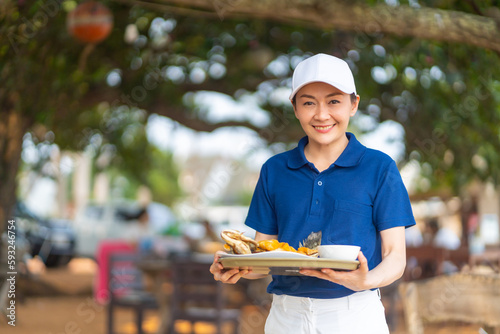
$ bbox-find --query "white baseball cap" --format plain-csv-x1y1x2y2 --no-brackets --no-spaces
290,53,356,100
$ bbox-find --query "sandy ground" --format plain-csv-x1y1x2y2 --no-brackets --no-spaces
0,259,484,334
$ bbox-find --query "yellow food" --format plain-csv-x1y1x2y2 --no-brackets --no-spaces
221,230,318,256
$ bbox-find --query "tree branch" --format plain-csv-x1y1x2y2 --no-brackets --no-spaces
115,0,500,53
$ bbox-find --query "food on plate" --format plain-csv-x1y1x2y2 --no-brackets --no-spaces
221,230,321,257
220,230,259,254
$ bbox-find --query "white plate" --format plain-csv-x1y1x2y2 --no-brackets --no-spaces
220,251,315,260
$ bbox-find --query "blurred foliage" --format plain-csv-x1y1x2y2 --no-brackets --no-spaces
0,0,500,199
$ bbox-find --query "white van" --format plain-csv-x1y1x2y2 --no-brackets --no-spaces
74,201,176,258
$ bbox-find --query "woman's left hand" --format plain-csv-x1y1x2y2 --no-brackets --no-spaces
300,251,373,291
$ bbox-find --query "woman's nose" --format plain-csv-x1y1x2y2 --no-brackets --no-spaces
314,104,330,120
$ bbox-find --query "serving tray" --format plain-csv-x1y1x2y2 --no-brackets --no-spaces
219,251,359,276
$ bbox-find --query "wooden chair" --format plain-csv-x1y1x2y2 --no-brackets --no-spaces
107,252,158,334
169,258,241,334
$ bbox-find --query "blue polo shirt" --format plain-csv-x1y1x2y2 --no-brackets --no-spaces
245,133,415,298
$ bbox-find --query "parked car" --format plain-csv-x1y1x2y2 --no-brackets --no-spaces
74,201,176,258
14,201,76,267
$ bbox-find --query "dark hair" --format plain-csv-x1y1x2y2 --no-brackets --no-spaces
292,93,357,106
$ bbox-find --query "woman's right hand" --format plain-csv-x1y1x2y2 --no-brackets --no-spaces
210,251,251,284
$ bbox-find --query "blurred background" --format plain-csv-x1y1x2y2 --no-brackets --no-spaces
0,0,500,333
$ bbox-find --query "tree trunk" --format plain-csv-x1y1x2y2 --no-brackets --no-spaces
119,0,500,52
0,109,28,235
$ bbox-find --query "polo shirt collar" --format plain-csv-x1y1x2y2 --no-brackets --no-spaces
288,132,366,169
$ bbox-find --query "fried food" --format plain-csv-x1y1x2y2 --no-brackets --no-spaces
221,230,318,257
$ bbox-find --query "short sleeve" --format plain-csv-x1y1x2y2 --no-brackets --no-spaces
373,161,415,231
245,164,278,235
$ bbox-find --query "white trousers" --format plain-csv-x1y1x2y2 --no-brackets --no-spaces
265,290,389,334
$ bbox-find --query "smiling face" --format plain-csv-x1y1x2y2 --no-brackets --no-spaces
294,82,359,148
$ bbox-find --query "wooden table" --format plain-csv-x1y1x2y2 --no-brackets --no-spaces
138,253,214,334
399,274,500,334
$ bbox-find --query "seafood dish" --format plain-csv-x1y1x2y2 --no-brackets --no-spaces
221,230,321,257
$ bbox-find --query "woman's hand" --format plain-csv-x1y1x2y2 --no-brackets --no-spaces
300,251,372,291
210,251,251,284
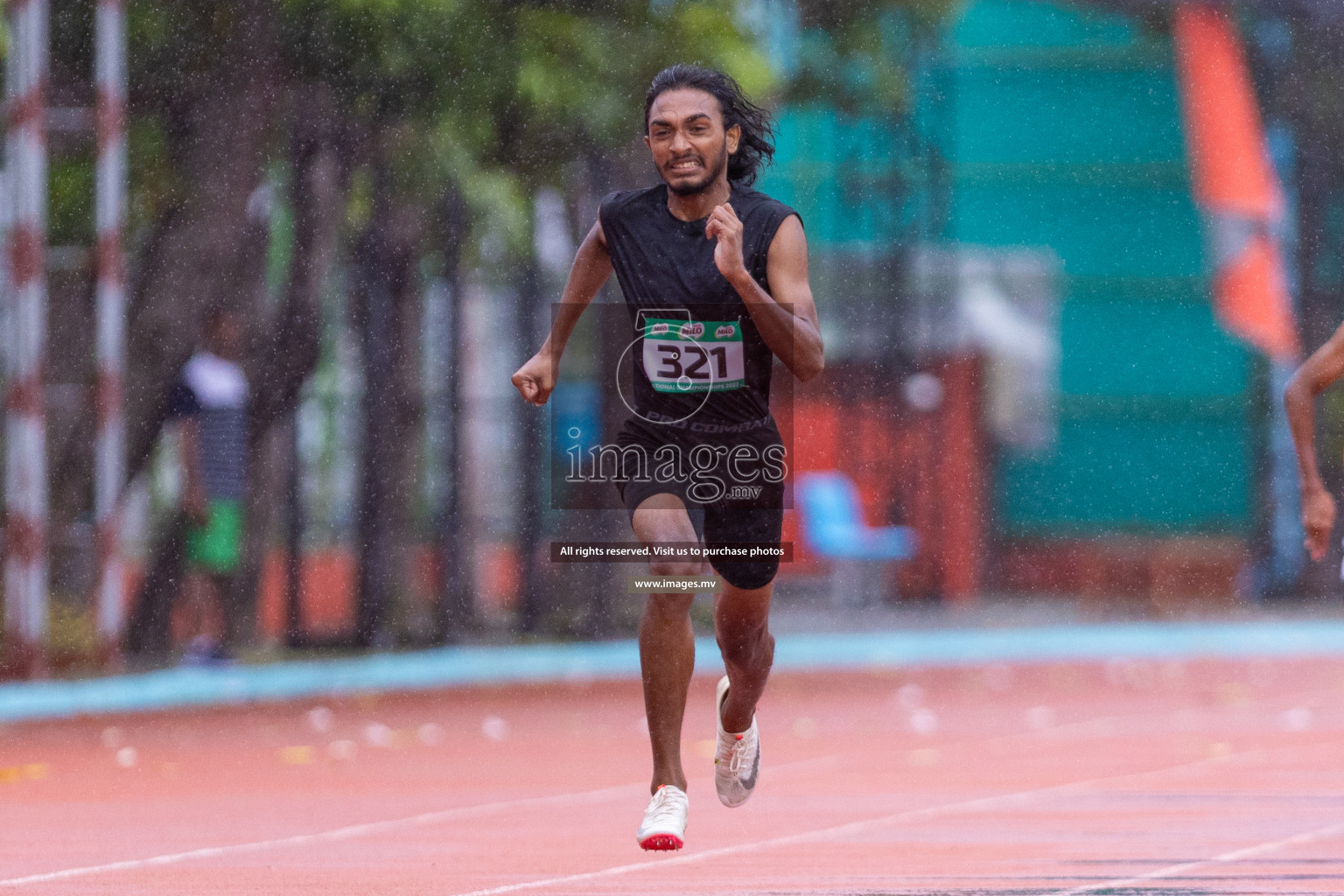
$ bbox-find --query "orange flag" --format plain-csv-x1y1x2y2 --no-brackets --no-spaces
--
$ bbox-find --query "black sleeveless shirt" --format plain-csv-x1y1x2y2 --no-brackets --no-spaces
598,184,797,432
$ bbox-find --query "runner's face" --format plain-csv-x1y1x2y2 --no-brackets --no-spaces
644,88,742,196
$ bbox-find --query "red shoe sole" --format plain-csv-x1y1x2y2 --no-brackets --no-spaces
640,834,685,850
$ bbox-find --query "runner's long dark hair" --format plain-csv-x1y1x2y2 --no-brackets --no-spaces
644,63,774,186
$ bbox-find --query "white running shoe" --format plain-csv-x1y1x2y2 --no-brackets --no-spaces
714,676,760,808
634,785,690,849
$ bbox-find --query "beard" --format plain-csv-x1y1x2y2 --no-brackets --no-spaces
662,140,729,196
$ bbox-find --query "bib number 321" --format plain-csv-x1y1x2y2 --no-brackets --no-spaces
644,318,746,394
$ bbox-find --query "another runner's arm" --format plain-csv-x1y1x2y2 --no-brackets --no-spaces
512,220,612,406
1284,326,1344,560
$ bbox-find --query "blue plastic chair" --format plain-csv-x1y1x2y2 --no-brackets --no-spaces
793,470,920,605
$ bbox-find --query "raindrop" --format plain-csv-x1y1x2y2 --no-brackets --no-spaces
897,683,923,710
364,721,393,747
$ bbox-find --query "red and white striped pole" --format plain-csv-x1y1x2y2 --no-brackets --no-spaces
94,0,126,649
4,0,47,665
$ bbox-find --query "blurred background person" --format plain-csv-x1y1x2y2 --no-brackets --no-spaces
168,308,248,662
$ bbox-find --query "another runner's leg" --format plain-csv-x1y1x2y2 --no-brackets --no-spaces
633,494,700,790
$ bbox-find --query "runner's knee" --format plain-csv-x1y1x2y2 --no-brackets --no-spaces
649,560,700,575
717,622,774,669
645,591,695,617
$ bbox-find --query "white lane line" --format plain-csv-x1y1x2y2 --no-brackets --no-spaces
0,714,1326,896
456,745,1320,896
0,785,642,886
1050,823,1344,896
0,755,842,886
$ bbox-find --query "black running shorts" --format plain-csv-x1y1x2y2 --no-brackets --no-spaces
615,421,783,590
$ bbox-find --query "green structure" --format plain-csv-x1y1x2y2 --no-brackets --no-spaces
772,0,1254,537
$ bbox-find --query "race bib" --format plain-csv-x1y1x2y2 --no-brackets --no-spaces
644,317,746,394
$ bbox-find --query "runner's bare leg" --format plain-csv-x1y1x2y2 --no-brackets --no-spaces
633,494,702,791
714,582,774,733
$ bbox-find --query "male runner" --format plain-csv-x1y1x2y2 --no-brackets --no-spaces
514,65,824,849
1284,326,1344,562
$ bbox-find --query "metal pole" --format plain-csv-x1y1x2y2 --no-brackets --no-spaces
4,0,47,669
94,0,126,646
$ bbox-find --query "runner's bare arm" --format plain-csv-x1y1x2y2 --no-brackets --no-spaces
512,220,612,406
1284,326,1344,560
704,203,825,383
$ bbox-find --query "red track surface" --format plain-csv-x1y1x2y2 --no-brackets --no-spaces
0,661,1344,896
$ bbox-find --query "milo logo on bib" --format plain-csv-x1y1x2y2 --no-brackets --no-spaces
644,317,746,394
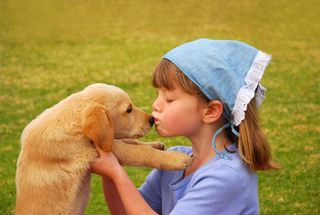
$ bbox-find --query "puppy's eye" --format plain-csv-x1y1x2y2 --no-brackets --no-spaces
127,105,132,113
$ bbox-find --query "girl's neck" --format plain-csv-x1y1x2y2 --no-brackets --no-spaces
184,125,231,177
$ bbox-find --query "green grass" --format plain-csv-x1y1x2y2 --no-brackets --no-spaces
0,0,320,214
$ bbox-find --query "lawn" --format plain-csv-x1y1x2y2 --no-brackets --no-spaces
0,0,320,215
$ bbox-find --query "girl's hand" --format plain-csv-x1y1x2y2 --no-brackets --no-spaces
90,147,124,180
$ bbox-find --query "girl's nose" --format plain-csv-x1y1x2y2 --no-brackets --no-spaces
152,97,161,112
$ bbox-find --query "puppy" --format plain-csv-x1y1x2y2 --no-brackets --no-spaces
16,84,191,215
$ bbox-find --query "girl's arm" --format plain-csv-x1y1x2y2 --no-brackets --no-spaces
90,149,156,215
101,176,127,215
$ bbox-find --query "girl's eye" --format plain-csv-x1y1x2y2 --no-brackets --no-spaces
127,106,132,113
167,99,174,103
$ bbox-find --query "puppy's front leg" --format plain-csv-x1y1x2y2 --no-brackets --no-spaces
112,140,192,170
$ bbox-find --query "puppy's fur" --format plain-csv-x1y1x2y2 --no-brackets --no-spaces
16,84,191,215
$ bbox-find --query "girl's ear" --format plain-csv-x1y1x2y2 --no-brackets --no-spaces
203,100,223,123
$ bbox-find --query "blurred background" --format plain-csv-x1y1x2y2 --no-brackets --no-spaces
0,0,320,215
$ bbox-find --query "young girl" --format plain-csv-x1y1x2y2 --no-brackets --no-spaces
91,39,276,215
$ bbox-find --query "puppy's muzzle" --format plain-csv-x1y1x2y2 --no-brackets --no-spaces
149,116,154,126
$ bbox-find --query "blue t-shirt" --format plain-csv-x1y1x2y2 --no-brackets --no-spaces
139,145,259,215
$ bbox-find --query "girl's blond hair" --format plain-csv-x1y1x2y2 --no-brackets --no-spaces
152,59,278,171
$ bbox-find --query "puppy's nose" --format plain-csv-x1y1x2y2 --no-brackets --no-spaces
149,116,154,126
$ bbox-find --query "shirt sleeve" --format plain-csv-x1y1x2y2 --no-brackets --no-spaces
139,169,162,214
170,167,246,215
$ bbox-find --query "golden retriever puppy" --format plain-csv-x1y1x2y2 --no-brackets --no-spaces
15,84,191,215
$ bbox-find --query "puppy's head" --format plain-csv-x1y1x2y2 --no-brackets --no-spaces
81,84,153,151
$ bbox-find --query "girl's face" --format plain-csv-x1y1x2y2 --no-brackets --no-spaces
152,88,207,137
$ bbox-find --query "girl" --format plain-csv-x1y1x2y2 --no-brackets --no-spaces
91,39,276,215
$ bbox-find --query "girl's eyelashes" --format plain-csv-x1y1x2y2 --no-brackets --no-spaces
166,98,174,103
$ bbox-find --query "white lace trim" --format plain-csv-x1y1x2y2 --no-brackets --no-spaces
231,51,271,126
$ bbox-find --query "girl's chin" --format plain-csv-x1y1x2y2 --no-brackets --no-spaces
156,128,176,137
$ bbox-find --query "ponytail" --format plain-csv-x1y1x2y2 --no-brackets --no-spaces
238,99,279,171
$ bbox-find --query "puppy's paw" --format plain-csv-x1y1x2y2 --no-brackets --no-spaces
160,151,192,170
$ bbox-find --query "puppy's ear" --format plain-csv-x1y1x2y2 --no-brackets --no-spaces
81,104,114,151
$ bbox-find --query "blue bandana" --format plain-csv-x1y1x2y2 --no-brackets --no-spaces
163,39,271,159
==
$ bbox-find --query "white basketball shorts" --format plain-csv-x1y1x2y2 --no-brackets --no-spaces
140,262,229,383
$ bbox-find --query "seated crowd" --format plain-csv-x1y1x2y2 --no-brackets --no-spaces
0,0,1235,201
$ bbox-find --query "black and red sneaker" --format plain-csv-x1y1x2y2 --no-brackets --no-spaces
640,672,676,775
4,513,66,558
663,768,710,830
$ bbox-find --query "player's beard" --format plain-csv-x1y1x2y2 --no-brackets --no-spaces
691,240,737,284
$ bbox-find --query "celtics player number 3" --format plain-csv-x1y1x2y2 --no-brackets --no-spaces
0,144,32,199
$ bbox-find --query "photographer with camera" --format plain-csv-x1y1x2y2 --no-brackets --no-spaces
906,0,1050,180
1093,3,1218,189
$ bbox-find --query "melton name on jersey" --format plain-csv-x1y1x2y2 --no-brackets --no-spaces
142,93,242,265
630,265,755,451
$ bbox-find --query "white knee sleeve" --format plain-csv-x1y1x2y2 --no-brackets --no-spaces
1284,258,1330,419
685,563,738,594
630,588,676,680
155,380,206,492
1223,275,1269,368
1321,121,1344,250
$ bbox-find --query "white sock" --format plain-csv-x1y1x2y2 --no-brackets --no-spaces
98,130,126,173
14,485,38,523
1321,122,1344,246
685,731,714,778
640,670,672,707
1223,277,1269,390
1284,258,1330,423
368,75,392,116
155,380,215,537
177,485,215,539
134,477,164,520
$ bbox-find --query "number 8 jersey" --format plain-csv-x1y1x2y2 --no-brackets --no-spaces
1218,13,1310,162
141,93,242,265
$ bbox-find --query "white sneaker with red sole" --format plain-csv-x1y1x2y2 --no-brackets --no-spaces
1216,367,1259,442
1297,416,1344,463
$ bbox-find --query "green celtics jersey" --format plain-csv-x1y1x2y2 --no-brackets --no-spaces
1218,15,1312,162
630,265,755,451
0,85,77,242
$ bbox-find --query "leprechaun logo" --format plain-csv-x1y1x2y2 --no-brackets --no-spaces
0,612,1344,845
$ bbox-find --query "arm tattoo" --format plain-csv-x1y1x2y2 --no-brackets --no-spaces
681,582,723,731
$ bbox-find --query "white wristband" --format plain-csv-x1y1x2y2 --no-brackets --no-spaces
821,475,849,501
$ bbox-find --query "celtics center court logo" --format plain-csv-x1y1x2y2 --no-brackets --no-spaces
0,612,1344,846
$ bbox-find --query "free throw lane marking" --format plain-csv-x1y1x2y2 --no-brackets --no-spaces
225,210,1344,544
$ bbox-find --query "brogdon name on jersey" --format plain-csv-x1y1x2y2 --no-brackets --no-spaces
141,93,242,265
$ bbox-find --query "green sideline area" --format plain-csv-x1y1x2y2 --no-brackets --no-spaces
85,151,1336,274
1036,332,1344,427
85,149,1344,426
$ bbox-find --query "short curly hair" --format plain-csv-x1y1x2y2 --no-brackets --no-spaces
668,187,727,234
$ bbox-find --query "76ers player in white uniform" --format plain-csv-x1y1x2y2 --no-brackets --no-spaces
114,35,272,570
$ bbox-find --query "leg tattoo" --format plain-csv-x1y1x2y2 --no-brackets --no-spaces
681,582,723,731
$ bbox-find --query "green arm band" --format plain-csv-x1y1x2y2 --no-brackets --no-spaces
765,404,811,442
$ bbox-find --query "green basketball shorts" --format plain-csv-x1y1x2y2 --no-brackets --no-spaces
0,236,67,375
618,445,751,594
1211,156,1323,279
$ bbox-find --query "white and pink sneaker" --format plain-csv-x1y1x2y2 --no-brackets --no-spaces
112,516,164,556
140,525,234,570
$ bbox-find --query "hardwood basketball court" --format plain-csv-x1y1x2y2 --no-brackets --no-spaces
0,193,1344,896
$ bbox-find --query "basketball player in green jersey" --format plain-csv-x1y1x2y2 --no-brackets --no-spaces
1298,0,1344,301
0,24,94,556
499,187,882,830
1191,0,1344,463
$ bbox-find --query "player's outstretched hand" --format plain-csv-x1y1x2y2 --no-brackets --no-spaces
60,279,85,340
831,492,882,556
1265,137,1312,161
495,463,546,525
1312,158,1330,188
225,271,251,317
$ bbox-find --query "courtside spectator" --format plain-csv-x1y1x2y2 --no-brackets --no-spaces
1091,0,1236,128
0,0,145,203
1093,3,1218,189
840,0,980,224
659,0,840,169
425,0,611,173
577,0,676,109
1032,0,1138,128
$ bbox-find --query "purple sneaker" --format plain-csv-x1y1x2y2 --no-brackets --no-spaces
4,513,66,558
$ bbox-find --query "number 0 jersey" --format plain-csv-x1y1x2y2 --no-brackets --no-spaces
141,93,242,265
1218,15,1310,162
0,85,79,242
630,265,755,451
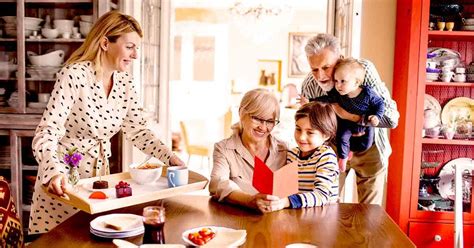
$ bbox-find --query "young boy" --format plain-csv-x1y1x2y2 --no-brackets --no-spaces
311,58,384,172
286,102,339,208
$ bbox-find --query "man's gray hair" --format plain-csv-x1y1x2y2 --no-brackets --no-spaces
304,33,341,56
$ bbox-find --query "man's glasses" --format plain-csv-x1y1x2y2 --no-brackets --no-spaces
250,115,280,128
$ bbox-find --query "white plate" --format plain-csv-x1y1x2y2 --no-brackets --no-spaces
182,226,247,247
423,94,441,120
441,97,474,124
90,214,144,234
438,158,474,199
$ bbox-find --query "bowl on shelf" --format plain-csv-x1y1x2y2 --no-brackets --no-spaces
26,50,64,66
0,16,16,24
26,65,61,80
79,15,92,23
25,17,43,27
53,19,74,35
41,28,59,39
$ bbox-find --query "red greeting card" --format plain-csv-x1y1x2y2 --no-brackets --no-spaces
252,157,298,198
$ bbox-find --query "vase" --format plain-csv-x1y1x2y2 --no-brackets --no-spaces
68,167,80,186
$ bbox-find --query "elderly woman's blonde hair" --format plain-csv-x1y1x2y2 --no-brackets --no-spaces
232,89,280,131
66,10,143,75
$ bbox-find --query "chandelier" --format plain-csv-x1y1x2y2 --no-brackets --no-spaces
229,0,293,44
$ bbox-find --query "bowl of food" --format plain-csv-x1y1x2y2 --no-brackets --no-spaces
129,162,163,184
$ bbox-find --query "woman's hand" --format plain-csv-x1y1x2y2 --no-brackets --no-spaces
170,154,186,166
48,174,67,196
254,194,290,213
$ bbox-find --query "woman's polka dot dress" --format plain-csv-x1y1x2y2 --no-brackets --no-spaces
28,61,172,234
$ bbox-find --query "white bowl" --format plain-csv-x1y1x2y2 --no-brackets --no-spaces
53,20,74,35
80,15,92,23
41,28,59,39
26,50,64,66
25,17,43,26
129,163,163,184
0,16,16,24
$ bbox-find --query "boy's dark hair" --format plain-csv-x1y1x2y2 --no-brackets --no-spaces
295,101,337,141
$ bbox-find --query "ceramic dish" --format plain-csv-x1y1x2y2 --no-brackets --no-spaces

Short task: Identify every line in the records above that contains the word "black", and copy each such line. Case matters.

Final answer:
$ bbox-find --query "black sleeveless shirt" --format plain-csv-x1y1x2y2 --no-brackets --no-spaces
$ bbox-find --query "black running shorts" --format plain-csv-x1y1x2y2 --no-brackets --no-spaces
$ bbox-find --query "black and red sneaker" --format plain-csv-x1y1x2y2 --no-brackets --no-spaces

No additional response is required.